# 误差反向传播
求解梯度有两种方法：
- 上一章中的数值微分法
- 本章中的反向传播法

理解反向传播的过程有两种放方法：
- 数学公式
- 计算图

使用计算图的好处：
- 局部计算：无论计算图有多么复杂，都可以只关注局部的计算
- 使用计算图可以更好地理解反向传播的过程
- 使用计算图可以高效的计算梯度

链式法则：
- 定义：如果某个函数可以由复合函数表示，则该复合函数的导数可以由构成该符合函数的各个函数的导数乘积表示
- 使用公式表达为：$$\frac{\partial f}{\partial x} = \prod \limits_{i=0}^n \frac{\partial f_i}{\partial x_i}$$
- 加法节点的反向传播会将上游的值原封不动的传递给下游
- 乘法节点的反向传播会将输入信号翻转后传给下游

### 乘法层的实现
- 将梯度翻转后传递给下游

In [3]:
# 乘法层反向传播的简单实现
class MulLayer:
    def __init__(self):
        # self.x = None
        # self.y = None
        pass

    def forward(self, x, y):
        self.x = x
        self.y = y
        out = x * y

        return out

    def backward(self, dout):
        dx = dout * self.y
        dy = dout * self.x

        return dx, dy

In [4]:
# 测试乘法层的正向、反向传播
apple = 100
apple_num = 2
tax = 1.1

# layer
mul_apple_layer = MulLayer()
mul_tax_layer = MulLayer()

# forward
apple_price = mul_apple_layer.forward(apple, apple_num)
price = mul_tax_layer.forward(apple_price, tax)

print(f'apple_price: {apple_price}')
print(f'tax_price: {price}')

# backforward
# 最终价格自己关于自己的梯度是1
dprice = 1
dapple_price, dtax = mul_tax_layer.backward(dprice)
dapple, dapple_num = mul_apple_layer.backward(dapple_price)
print(f'grad_apple_price:{dapple_price}')
print(f'grad_tax:{dtax}')
print(f'grad_apple:{dapple}')
print(f'grad_apple_num:{dapple_num}')
--*--
:: 题目 1 ::
请照原样重新输入上述文段中的一段文字，从“return dx, dy”开始，一直到“apple_price = mul_apple_layer.forward(apple, apple_num)”为止。
:: 题目 2 ::
根据上述文段，加法节点在反向传播时如何处理上游传来的值？
:: 题目 3 ::
把上述文段中的“乘法节点的反向传播会将输入信号翻转后传给下游。”这句话译成英文。
--*--
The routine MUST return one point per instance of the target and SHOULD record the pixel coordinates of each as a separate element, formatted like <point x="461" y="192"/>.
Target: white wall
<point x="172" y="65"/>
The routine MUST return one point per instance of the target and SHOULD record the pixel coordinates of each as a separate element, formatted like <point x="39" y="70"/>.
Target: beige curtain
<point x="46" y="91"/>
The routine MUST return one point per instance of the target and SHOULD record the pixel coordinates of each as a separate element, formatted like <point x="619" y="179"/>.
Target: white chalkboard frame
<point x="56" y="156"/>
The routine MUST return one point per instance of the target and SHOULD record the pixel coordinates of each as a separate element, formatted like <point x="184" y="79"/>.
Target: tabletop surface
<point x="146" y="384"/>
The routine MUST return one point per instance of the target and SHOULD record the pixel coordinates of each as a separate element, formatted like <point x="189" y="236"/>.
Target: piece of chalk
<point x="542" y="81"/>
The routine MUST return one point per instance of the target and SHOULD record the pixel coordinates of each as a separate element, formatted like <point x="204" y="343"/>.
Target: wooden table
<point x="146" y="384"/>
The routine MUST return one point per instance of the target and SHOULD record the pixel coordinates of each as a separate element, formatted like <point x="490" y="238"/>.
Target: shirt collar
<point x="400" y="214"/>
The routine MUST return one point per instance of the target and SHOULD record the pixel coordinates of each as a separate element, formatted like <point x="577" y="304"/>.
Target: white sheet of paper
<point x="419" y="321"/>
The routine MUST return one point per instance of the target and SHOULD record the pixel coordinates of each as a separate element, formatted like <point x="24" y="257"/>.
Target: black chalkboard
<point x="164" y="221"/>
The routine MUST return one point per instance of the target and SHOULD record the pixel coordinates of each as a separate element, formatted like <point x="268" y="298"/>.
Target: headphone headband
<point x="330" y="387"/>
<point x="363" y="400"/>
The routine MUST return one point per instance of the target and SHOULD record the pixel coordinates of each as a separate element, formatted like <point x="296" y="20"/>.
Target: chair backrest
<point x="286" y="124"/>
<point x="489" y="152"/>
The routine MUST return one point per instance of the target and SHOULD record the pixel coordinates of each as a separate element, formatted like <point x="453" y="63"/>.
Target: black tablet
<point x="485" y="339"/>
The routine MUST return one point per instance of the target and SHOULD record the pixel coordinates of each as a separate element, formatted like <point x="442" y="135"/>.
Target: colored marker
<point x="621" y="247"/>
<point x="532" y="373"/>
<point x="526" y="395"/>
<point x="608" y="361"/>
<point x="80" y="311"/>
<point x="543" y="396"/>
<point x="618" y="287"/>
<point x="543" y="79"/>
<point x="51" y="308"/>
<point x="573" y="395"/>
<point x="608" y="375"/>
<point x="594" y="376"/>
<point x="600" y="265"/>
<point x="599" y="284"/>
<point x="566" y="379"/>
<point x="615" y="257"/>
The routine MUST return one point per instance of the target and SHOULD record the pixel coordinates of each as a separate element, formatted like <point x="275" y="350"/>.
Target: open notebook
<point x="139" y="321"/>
--*--
:: 参考答案 1 ::
return dx, dy

In [4]:
# 测试乘法层的正向、反向传播
apple = 100
apple_num = 2
tax = 1.1

# layer
mul_apple_layer = MulLayer()
mul_tax_layer = MulLayer()

# forward
apple_price = mul_apple_layer.forward(apple, apple_num)

:: 参考答案 2 ::
加法节点会将上游的值原封不动地传递给下游。

:: 参考答案 3 ::
Backpropagation through a multiplication node flips the input signals and then passes them downstream.